▶ [Things to do]
1. Answer these questions using the news report on the marriage equality vote in Adelaide:
(a) What is the name of Rose and Sarah's daughter?
(b) In which square was the official results event held?
(c) On what platform did the couple receive the homophobic abuse?
2. Translate this sentence from the news report on the marriage equality vote in Adelaide into Spanish: "They were late to the official results event – a sea of umbrellas in Hindmarsh Square – because they were dealing with a torrent of homophobic abuse on their Facebook pages from someone who lives in the couple's neighbourhood."
3. Please carry on the news report on the marriage equality vote in Adelaide from its last sentence.

[START Given passage]

Australia’s ‘yes’ vote spelled relief and euphoria for members of Adelaide’s LGBTI community this morning, but as one couple told us, the process has been deeply wounding.

Nov 15, 2017, updated Nov 15, 2017
Rose*, her partner Sarah and their daughter Poppy at this morning's marriage equality official results event in Hindmarsh Square. Photo: Bension Siebert / InDaily

Rose*, her partner Sarah and their daughter Poppy at this morning's marriage equality official results event in Hindmarsh Square. Photo: Bension Siebert / InDaily

Sarah K Reece, her partner Rose* and their daughter Poppy missed the televised broadcast of the historic moment which meant everything to them, but had cost so much.

They were late to the official results event – a sea of umbrellas in Hindmarsh Square – because they were dealing with a torrent of homophobic abuse on their Facebook pages from someone who lives in the couple’s neighbourhood.

“We missed the announcement unfortunately, we were stuck in the car … we had a little cry and had a kiss and kept driving and got here eventually,” Rose told InDaily.

[END Given passage]
[START Data extract]

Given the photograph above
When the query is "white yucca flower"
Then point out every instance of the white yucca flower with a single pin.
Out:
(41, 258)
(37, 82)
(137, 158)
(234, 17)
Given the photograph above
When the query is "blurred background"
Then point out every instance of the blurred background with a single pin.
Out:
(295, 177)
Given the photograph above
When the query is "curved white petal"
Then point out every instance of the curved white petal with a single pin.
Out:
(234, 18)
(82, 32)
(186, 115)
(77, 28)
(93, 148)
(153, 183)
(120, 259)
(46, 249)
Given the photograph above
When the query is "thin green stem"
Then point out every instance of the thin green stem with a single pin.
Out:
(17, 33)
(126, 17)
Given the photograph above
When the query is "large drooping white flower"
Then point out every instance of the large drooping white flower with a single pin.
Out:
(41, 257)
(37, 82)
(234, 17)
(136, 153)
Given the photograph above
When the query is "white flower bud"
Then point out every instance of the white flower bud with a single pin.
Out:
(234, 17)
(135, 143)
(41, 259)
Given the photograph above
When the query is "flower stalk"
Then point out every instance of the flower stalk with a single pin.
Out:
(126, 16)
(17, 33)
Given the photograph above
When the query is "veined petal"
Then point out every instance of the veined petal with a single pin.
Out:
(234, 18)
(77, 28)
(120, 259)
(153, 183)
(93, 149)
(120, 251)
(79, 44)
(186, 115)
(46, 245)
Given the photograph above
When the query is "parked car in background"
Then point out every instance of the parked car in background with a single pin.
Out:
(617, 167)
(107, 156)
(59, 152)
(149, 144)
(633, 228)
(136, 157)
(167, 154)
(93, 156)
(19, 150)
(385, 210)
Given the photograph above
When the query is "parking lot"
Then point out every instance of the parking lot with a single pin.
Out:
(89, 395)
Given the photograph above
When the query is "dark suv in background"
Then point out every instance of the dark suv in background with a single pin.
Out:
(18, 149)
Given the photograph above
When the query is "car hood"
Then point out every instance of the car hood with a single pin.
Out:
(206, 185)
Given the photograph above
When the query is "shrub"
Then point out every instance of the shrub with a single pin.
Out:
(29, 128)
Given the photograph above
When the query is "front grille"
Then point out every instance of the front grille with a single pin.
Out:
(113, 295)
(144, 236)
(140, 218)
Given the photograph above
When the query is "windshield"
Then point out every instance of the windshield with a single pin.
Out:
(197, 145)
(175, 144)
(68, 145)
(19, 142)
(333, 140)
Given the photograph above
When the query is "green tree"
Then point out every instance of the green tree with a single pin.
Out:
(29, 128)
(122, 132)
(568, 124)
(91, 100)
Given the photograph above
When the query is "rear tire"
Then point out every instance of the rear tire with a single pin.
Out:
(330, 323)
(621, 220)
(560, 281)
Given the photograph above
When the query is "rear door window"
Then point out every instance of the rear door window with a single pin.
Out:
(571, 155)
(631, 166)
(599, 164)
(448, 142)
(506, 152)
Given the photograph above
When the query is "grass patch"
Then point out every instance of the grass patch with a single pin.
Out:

[END Data extract]

▶ [Written responses]
1.
(a) Poppy
(b) Hindmarsh Square
(c) Facebook

2. Llegaron tarde al evento oficial de resultados —un mar de paraguas en Hindmarsh Square— porque estaban lidiando con un torrente de insultos homófobos en sus páginas de Facebook por parte de alguien que vive en el barrio de la pareja.

3.
“Now it’s time to party.

“It’s a signal to the people in my life, that I know voted ‘no’, that they don’t get to have that say over my life.

“We’re happy, we’re in love, and come the right time we’ll get married.

“We’ll have a celebration and they can come if they want – but they probably won’t, so that’s their problem.”

Sarah said today’s result “means everything – all of the slurs, the ‘freak’, the ‘queer’, all that stuff that’s other-ing and says you’re different and you’re strange and you’re less-than – that will start to melt away”.

“We’re going to be able to tell her (Poppy) one day that when we were younger it wasn’t even legal to get married here.

“Her ‘normal world’ will be that that is unthinkable.

“We won’t need to parade around wearing rainbows and having marches for the rest of our lives, for the next 20 generations because one day it just won’t damn well matter.”

But today was bittersweet.

The past several months have been deeply painful for the pair.

The survey has meant abuse from strangers and the reopening of old family wounds.

“Harrowing,” said Sarah.

“Heartbreaking,” said Rose.

“I’ve been told on buses that I shouldn’t dress my daughter in rainbow colours because it’s putting a target on her back.

“Conversations that have been laid to rest years and years are (… revived), everybody’s drawing their lines, and everybody’s making it clear what they do and don’t think.”

Sarah said she has watched a lot of people suffering.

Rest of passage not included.